U.S. president-elect Joe Biden has announced veteran diplomat Linda Thomas-Greenfield as the United Nations ambassador pick. Thomas-Greenfield, with a decades-long career in the U.S. foreign service, is expected to help restore U.S. leadership and cooperation at the UN.
“We have no time to lose when it comes to our national security and foreign policy,” Biden said in a statement Monday announcing members of his foreign policy and national security team. “I need a team ready on Day One to help me reclaim America’s seat at the head of the table, rally the world to meet the biggest challenges we face, and advance our security, prosperity, and values. This is the crux of that team.”
Thomas-Greenfield, if confirmed by the Senate, would not be the first African American to serve as America’s U.N. envoy (Andrew Young holds that title serving during President Jimmy Carter’s administration). However, her nomination, according to analysts, shows that Biden is bent on building teams that are reflective of the diversity of America.

RECORDED INFORMATION.
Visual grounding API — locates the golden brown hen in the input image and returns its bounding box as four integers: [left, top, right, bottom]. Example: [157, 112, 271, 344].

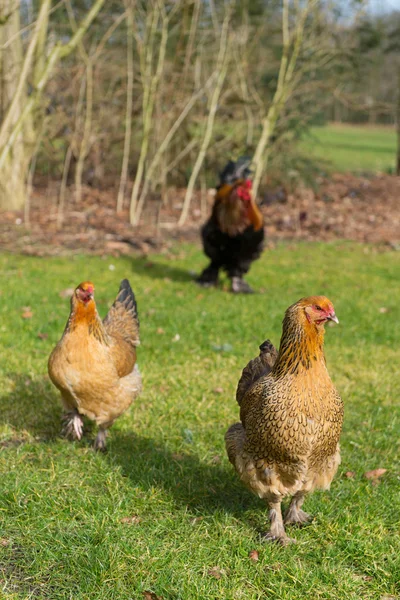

EXERCISE TASKS.
• 1. Shorten the paragraph of the article on Biden's UN ambassador pick that begins "U.S. president-elect Joe Biden has announced", keeping its main facts.
• 2. Repeat the article on Biden's UN ambassador pick from "Thomas-Greenfield, if confirmed" up to and including "diversity of America.", renaming "envoy" as "representative".

EXERCISE RESULTS.
• 1. President-elect Joe Biden has picked Linda Thomas-Greenfield, a diplomat with a decades-long career in the U.S. foreign service, as UN ambassador. She is expected to help restore U.S. leadership and cooperation at the UN.

• 2.
Thomas-Greenfield, if confirmed by the Senate, would not be the first African American to serve as America’s U.N. representative (Andrew Young holds that title serving during President Jimmy Carter’s administration). However, her nomination, according to analysts, shows that Biden is bent on building teams that are reflective of the diversity of America.